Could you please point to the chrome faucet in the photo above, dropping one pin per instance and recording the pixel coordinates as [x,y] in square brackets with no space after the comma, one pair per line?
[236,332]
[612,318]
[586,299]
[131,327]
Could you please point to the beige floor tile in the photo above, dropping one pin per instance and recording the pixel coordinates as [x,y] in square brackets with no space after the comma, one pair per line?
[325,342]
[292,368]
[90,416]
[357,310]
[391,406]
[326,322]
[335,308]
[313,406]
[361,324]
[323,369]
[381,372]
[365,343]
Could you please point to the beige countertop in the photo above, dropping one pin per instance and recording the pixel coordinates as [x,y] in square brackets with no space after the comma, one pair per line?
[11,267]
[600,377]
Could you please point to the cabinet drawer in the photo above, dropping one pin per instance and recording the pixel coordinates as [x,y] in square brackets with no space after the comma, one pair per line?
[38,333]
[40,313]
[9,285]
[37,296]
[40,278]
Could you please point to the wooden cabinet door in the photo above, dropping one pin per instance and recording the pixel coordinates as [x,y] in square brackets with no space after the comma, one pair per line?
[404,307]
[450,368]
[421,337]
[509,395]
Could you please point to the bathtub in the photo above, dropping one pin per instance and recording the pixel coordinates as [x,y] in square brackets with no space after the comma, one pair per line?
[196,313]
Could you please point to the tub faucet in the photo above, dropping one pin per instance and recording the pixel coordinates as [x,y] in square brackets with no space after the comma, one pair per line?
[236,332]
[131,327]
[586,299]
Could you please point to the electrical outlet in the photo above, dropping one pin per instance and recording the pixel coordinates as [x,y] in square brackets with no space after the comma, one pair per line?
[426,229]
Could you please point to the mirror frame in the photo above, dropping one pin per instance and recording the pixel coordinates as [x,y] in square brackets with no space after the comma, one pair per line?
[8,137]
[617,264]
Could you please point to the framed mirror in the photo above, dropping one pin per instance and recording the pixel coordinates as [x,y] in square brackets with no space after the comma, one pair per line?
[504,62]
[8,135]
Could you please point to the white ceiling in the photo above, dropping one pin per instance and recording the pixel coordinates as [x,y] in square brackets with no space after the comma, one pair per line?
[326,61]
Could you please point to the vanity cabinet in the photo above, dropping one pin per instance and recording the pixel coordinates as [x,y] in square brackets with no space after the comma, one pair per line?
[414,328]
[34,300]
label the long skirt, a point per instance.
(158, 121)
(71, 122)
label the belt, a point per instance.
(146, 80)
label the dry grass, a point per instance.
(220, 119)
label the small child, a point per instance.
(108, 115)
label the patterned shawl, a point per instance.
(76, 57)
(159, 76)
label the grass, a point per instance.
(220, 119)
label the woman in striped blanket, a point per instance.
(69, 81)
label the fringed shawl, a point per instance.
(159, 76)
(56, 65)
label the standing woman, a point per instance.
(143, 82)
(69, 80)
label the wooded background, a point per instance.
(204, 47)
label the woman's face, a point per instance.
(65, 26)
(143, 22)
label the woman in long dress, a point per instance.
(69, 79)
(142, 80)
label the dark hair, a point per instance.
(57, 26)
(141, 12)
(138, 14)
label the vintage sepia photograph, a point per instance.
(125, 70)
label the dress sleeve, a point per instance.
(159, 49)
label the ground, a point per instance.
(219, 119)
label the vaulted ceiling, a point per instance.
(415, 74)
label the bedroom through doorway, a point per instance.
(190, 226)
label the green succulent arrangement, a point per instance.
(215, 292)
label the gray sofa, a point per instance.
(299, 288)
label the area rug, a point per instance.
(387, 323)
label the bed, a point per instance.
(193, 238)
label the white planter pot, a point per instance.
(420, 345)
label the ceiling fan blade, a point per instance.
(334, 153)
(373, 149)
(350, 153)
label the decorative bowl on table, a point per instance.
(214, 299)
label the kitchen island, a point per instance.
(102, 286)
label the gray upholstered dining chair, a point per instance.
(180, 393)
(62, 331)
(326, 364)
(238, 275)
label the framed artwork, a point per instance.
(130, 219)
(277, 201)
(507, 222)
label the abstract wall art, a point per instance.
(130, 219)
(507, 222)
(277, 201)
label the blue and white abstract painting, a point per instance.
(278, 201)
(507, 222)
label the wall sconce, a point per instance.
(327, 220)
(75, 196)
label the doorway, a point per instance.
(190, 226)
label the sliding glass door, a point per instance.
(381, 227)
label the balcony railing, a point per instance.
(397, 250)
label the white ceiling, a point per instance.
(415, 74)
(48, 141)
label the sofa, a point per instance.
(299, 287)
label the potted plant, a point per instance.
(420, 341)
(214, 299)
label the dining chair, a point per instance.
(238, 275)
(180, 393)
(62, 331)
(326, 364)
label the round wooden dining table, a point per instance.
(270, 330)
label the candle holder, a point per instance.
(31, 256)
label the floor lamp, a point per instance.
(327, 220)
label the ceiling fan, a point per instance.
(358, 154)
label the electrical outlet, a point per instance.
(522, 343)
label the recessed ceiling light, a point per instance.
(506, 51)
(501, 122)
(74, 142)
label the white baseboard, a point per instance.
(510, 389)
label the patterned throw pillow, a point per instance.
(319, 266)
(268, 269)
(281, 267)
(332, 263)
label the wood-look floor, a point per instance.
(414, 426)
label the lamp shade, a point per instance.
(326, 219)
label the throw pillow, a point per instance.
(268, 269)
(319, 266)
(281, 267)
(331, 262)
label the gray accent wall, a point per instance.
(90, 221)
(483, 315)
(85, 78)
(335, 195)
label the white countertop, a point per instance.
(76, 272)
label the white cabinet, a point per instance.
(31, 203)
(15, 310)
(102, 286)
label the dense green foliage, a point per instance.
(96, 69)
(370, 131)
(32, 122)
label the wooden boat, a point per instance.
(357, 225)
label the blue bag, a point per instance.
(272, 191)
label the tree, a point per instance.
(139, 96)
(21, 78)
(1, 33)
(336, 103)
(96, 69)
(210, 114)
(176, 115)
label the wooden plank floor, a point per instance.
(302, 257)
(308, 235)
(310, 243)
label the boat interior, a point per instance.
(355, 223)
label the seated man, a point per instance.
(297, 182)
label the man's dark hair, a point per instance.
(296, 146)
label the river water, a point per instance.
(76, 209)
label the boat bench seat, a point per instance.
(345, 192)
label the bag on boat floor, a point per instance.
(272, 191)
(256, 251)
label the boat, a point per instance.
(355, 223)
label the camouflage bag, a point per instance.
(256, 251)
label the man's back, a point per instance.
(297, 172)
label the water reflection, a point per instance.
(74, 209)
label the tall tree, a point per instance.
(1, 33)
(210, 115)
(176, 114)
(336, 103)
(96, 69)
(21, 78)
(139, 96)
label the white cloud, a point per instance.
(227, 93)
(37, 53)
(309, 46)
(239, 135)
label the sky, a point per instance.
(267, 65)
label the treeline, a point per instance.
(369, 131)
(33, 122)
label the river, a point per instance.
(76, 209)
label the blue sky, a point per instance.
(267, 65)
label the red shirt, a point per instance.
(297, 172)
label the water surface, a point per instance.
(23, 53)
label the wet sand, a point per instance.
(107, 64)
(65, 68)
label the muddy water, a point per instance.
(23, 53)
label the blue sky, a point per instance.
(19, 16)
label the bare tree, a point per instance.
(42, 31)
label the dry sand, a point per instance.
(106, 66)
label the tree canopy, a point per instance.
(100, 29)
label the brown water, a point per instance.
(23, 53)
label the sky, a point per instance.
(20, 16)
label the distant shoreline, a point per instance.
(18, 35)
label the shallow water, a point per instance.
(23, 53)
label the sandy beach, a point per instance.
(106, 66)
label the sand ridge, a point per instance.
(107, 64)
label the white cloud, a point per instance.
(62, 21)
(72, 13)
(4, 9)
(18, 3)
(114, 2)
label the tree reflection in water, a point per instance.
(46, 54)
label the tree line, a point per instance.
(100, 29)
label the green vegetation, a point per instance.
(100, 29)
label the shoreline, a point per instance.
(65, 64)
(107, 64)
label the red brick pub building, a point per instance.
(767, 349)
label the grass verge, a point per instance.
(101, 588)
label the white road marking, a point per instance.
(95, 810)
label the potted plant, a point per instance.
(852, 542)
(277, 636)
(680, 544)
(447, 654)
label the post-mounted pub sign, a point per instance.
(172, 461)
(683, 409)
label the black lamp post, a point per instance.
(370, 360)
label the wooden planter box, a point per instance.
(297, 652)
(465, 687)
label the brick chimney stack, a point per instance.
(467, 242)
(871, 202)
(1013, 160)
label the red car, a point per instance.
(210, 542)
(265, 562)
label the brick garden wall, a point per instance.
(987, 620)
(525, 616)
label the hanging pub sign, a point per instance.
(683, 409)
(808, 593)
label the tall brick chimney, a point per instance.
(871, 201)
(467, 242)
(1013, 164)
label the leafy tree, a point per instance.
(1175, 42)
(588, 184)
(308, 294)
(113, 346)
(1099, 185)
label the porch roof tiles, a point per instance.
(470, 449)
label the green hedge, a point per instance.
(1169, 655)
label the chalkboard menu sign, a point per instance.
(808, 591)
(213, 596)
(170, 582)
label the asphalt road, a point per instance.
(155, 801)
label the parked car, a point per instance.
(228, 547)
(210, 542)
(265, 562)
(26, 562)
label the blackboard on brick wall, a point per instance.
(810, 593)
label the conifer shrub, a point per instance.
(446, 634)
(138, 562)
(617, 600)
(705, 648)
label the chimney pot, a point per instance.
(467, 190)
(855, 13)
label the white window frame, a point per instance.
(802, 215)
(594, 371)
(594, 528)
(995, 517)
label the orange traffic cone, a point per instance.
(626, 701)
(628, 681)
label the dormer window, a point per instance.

○ ○ ○ ○

◆ **What you are asked to do**
Write the lines out verbatim, from the one with "label the brick chimney" through the last line of the entries, and stop there.

◆ **The answer**
label the brick chimney stack, a point per instance.
(467, 242)
(871, 202)
(1013, 160)
label the red car, a point per instance.
(210, 542)
(265, 562)
label the brick garden wall, a point per instance.
(987, 620)
(525, 616)
label the hanging pub sign, a point per instance.
(683, 409)
(808, 593)
label the tall brick chimney, a point per instance.
(871, 201)
(467, 242)
(1013, 164)
label the leafy tree, a point per instance.
(1175, 42)
(588, 184)
(308, 294)
(113, 346)
(1099, 185)
label the porch roof tiles, a point per instance.
(470, 449)
label the green hedge, a point per instance.
(1169, 655)
label the chalkboard menu sign, a point per instance.
(808, 591)
(213, 596)
(170, 582)
label the asphalt road, a point per instance.
(155, 801)
label the parked car, a point per instance.
(228, 547)
(210, 542)
(265, 562)
(26, 562)
label the blackboard on brick wall, a point per instance.
(810, 593)
label the conifer shrub, a point per instance.
(446, 634)
(138, 562)
(617, 600)
(705, 648)
label the chimney pot, a point per instance.
(467, 190)
(855, 13)
label the white window frame, a point per instance.
(802, 215)
(594, 371)
(594, 528)
(995, 517)
label the orange traffic cone, a point per instance.
(626, 701)
(628, 681)
label the dormer window, a point per instance.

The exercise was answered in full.